- **STATED TASK**:
Copy out every line of the material below, word for word.
---------- MATERIALS PROVIDED ----------
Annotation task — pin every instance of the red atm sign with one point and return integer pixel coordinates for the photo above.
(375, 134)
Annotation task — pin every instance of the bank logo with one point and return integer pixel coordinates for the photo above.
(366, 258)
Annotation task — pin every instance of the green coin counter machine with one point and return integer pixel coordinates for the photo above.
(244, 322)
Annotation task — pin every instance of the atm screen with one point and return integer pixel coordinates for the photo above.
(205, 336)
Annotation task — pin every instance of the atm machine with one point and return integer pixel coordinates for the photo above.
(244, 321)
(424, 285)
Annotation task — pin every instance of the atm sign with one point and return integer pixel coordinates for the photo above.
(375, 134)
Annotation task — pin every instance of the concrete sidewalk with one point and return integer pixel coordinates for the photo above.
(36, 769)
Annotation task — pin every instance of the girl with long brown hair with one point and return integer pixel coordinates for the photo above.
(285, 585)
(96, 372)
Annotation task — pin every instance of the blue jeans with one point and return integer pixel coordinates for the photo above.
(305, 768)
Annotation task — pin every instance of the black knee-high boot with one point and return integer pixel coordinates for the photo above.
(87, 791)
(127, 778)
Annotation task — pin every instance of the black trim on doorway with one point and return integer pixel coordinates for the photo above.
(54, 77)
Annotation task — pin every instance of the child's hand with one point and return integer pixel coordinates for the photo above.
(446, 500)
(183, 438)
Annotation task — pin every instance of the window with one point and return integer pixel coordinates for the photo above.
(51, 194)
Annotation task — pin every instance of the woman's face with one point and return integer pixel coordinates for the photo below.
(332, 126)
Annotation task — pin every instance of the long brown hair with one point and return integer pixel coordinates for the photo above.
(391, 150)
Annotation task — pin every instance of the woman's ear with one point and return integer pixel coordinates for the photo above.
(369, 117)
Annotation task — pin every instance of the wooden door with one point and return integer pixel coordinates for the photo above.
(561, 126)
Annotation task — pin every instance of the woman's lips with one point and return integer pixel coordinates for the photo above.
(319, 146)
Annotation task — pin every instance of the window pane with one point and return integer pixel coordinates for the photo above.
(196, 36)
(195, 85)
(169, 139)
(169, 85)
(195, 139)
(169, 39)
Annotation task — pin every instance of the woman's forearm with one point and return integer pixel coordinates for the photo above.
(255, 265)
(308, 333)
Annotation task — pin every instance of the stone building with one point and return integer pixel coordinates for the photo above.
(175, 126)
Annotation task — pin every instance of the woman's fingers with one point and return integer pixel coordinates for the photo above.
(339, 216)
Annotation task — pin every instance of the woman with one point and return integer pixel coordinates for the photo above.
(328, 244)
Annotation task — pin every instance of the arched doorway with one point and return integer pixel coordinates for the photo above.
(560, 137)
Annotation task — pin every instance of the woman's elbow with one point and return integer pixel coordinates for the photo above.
----------
- **SOLUTION TO THE PROBLEM**:
Annotation task — pin every instance of the red atm sign with one point and return integer pixel coordinates for the photo above.
(375, 134)
Annotation task — pin every instance of the bank logo with one point and return integer pixel coordinates for the photo above.
(366, 258)
Annotation task — pin every instance of the green coin counter machine with one point and return integer pixel coordinates for the photo above.
(244, 322)
Annotation task — pin every instance of the atm screen with one point and return integer pixel coordinates for the photo above.
(205, 336)
Annotation task — pin every instance of the atm machine with one point and return integer pixel coordinates for the photo above.
(244, 321)
(424, 285)
Annotation task — pin every instance of the atm sign with one point and return integer pixel coordinates for the photo above.
(375, 134)
Annotation task — pin every instance of the concrete sidewalk with one point and return integer pixel coordinates for the photo above.
(36, 769)
Annotation task — pin every instance of the girl with long brown hair with one point and return integer pixel coordinates for the photo above.
(285, 585)
(96, 372)
Annotation task — pin every instance of the blue jeans with one point and return integer pixel coordinates for the photo above.
(305, 768)
Annotation task — pin every instance of the black knee-high boot with one point and return integer pixel coordinates for the photo above.
(87, 791)
(127, 778)
Annotation task — pin every instance of the black trim on doorway with one point and return integer pixel coordinates for the photo above.
(54, 77)
Annotation task — pin every instance of the child's hand with one point and return integer pixel coordinates for the photo above.
(446, 500)
(183, 438)
Annotation task — pin every instance of the window with one point and return integer pixel coordinates for the photo above.
(51, 194)
Annotation task — pin every instance of the woman's face with one point and return integer pixel coordinates for the photo below.
(332, 126)
Annotation task — pin every instance of the long brown hair with one point and return integer pixel coordinates for the photo above.
(391, 150)
Annotation task — pin every instance of the woman's ear with one point and return integer pixel coordinates for the photo above.
(369, 117)
Annotation task — pin every instance of the wooden door with one point and return integer pixel coordinates for the photo above.
(561, 126)
Annotation task — pin every instance of the woman's lips with one point and return integer pixel coordinates for the photo above.
(319, 146)
Annotation task — pin every instance of the window pane with one point and return integer pixel coordinates for the photo above.
(196, 36)
(195, 85)
(169, 139)
(169, 85)
(195, 139)
(169, 39)
Annotation task — pin every instance of the woman's forearm with one point and return integer pixel coordinates for the photo above.
(255, 265)
(308, 333)
Annotation task — pin every instance of the stone building with one point and return integer pixel coordinates for the photo above.
(175, 126)
Annotation task — pin every instance of the woman's fingers with one point and return integer pixel coordinates for the photo above.
(339, 216)
Annotation task — pin every instance of the woman with one point and return integer pixel coordinates for the photo above.
(328, 244)
Annotation task — pin every instance of the arched doorway with one point and return integer pixel coordinates for the photo above.
(560, 137)
Annotation task — pin every instance of the woman's elbow with one point and return integer pixel coordinates for the photo above.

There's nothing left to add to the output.